Problem Ayrıntıları
Kaynak alıntısına dayanarak şu soruları yanıtlayın:
(a) ICOR çatısı altında kaç kıtadan kaç örgüt birlikte çalışmaktadır?
(b) Konuşmacı hangi üç örgütün selamlarını getirdiğini belirtiyor?
(c) 1 Mayıs'ta Türkiye'de ne olduğu söyleniyor?

Kaynak Alıntısı
Monika Gärtner-Engel: Rede von auf der Kaypakkaya Veranstaltung am 19.05. in Ludwigshafen
Hauptkoordinatorin Monika Gärtner-Engel
Rede von auf der Kaypakkaya Veranstaltung am 19.05. in Ludwigshafen
Sevgili yoldaşlar
Sizlere Almanya Marksist Leninist Partisi nin, gençlik örgütü Rebell´in ve çocuk örgütü Rotfüchse´nin dayanışma ve devrimci selamlarını getirdim. Bugün buraya devrimci dünya örgütü ICOR ´un baş kordinatörü olarak davet edilmiş olmaktan büyük bir gurur ve onur duyuyorum. Bu örgütün çatısı altında 4 kıtadan 51 örgüt devrimci temeller üzerinde birlikte çalışmaktadır. Ve ben bu sayının en yakın bir zaman zarfında büyük bir olasılıkla 52 ulaşacağından dolayı sevinç duyuyorum.
Biz bugün sizin ile birlikte İbrahim KAYPAKKAYA´yı ve yine kurtuluş savaşlarında, faşizme karşı mücadelede katledilen ve Türkiye de ki savaşta şehit düşen bütün erkek ve kadın yoldaşları anıyoruz. Çok iyi tanınan bir Alman şiirinde şöyle denilmektedir:
“Sen önceden olduğun yerde degilsin, fakat sen bizim olduğumuz her yerdesin”
Bu bizim ölen, katledilen kadın, erkek savaşcılara karşı duyduğumuz sorumluluğun bir gereğidir. Ve bugünkü dünyamız bize bu sorumlulukları acilen omuzlamamız gerektiğini salık etmektedir.
Faşist Erdoğan Türkiye de kuduruyor ve Federal Almanya hükümetinden destek ve yardım alıyor. Buna karşı Şubat ayında metal işçilerinin direnişinde olduğu gibi, yine Bursa da kısa süreli otomobil sanayinde olduğu gibi işçiler bu baskıya karşı yiğitçe cesaretli bir şekilde direniyor, karşı çıkıyorlar. 1 Mayısta milyonlarca işçi Türkiye´nin her tarafında sokaklara döküldü, yürüdü.

Gösterilen Veri
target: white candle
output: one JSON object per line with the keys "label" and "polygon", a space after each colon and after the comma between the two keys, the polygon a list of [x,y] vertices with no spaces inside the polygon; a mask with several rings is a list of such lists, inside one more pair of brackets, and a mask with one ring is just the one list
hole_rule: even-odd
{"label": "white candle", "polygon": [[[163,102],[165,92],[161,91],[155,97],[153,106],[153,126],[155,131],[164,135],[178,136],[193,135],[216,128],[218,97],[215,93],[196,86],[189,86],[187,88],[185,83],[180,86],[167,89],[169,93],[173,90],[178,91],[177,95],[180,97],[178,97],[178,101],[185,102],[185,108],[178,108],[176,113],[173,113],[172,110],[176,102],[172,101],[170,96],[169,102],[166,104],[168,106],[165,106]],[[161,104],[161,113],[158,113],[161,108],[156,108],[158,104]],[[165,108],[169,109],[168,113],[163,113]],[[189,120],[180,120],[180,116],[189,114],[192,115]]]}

Sonuç
(a) 4 kıtadan 51 örgüt.
(b) Almanya Marksist Leninist Partisi, gençlik örgütü Rebell ve çocuk örgütü Rotfüchse.
(c) Milyonlarca işçi Türkiye'nin her tarafında sokaklara döküldü ve yürüdü.